Prossiga o texto sobre desvio de função na Justiça do Trabalho a partir da sua última frase.

→ **Texto fornecido**:

★ ★ ★

Mesmo sem reclassificação formal, o tribunal reconheceu o desvio de função e deferiu as diferenças salariais devidas. Segundo o acórdão, o nível de responsabilidade assumido pelo trabalhador extrapolava o conteúdo ocupacional do cargo original, caracterizando uma novação objetiva do contrato, nos termos do art. 468 da CLT.
Caso 2 – TRT-4: Agente administrativo assumindo funções de assessoria e gestão
Já no processo 0020347-56.2024.5.04.0752, julgado em 09/04/2025 pela 1ª Turma do TRT da 4ª Região, uma trabalhadora contratada como agente administrativa passou a desempenhar atividades de assessoria jurídica e administrativa, além de realizar substituições rotineiras da chefia direta.
Com base em provas testemunhais e documentais, o tribunal reconheceu que houve o exercício de funções mais complexas e com maior grau de responsabilidade. Apesar da compatibilidade aparente entre as novas atividades e o cargo base, a mudança qualitativa das funções e a ausência de compensação justificaram a condenação ao pagamento do plus salarial.
Ambas as decisões reconheceram o direito a diferenças salariais com base na realidade funcional do trabalhador, ainda que não houvesse mudança formal de cargo. O ponto comum foi a presença de atividades que exigiam mais conhecimento técnico, responsabilidade e impacto gerencial.
Quando o Desvio Não Dá Direito a Nada?
Nem toda mudança de rotina no trabalho caracteriza desvio de função com direito a aumento salarial. Diversas decisões mostram que tarefas adicionais, por si só, não garantem o recebimento de diferenças salariais quando são compatíveis com o cargo contratado ou não representam maior responsabilidade técnica ou hierárquica.
Caso 1 – TRT-22: Eletricista fazendo manutenção de ar-condicionado
No processo 0000376-82.2024.5.22.0106, julgado em 2025 pela 2ª Turma do TRT da 22ª Região, um trabalhador contratado como eletricista passou a realizar também atividades de manutenção de ar-condicionado. Ele alegou acúmulo de funções e solicitou um adicional de 40% no salário.
O tribunal entendeu que as funções eram conexas e compatíveis entre si, não representando desvio ou aumento significativo de complexidade. Por isso, o pedido foi negado, inclusive quanto à rescisão indireta pretendida.

★ ★ ★

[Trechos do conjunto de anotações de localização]
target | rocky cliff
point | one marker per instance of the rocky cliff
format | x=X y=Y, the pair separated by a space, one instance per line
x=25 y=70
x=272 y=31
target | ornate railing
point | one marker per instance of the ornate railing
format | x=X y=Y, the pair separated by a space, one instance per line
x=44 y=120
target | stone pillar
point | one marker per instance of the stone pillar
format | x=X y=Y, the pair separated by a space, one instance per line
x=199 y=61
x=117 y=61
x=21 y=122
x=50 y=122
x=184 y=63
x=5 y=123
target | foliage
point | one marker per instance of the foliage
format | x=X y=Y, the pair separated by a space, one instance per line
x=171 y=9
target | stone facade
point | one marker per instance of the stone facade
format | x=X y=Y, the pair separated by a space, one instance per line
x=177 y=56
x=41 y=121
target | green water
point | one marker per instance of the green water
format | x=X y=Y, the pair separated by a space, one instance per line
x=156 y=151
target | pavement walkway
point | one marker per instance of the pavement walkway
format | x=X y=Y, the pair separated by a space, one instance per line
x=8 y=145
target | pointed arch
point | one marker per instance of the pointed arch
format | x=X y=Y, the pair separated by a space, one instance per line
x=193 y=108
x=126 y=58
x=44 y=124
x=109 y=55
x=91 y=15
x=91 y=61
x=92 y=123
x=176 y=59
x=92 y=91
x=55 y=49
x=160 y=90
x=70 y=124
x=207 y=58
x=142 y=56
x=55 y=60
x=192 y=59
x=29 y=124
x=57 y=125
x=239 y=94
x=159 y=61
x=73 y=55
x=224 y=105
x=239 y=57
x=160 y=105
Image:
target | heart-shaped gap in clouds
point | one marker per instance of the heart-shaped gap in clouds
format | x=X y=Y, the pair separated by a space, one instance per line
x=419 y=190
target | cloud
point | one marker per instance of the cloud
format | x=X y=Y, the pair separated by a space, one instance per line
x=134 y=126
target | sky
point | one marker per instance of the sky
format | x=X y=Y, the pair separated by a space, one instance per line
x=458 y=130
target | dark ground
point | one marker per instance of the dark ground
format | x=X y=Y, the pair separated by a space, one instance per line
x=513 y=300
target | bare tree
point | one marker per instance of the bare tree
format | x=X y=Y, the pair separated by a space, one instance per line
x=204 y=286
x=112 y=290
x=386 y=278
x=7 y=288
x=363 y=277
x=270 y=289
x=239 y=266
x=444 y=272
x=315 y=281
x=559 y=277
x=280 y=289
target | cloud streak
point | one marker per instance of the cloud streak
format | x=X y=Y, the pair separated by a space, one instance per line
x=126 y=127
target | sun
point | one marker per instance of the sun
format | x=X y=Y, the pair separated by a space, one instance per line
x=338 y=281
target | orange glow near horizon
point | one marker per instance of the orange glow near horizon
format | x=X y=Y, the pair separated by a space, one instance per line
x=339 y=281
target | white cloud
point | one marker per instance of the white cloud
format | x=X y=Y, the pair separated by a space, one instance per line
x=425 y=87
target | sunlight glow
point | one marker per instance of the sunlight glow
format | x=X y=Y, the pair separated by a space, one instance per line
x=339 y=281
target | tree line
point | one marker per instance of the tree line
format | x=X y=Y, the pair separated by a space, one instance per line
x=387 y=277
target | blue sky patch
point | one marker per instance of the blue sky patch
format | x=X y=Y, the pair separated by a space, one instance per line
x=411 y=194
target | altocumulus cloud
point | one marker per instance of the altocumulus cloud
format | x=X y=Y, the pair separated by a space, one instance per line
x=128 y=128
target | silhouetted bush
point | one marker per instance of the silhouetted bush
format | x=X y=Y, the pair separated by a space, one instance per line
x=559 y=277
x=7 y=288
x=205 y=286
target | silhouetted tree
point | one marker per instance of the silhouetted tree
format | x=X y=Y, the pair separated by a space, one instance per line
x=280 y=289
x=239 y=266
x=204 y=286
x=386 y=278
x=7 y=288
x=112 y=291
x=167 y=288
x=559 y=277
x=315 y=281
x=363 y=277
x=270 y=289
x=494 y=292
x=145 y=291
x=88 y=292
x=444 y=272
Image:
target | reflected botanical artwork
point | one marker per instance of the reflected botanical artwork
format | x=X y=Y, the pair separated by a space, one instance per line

★ ★ ★

→ **Resultado final**:
Caso 2 – TRT-23: Motorista fazendo carga, descarga e manutenção
Na ação 0000170-87.2024.5.23.0026, julgada em 2025 pela 2ª Turma do TRT da 23ª Região, um motorista alegou acúmulo de funções por também realizar carga e descarga de mercadorias, além de pequenas tarefas de manutenção.
A decisão destacou que as tarefas estavam dentro da rotina operacional esperada do cargo e que não exigiam maior qualificação ou grau de responsabilidade. Assim, o tribunal negou o pedido de adicional salarial por ausência de desvio contratual lesivo.
Caso 3 – TRT-2: Tarefas adicionais sob o poder diretivo do empregador
No processo 1001327-46.2022.5.02.0701, julgado em 2025 pela 14ª Turma do TRT da 2ª Região, uma trabalhadora alegou desvio funcional por acúmulo de tarefas não previstas inicialmente.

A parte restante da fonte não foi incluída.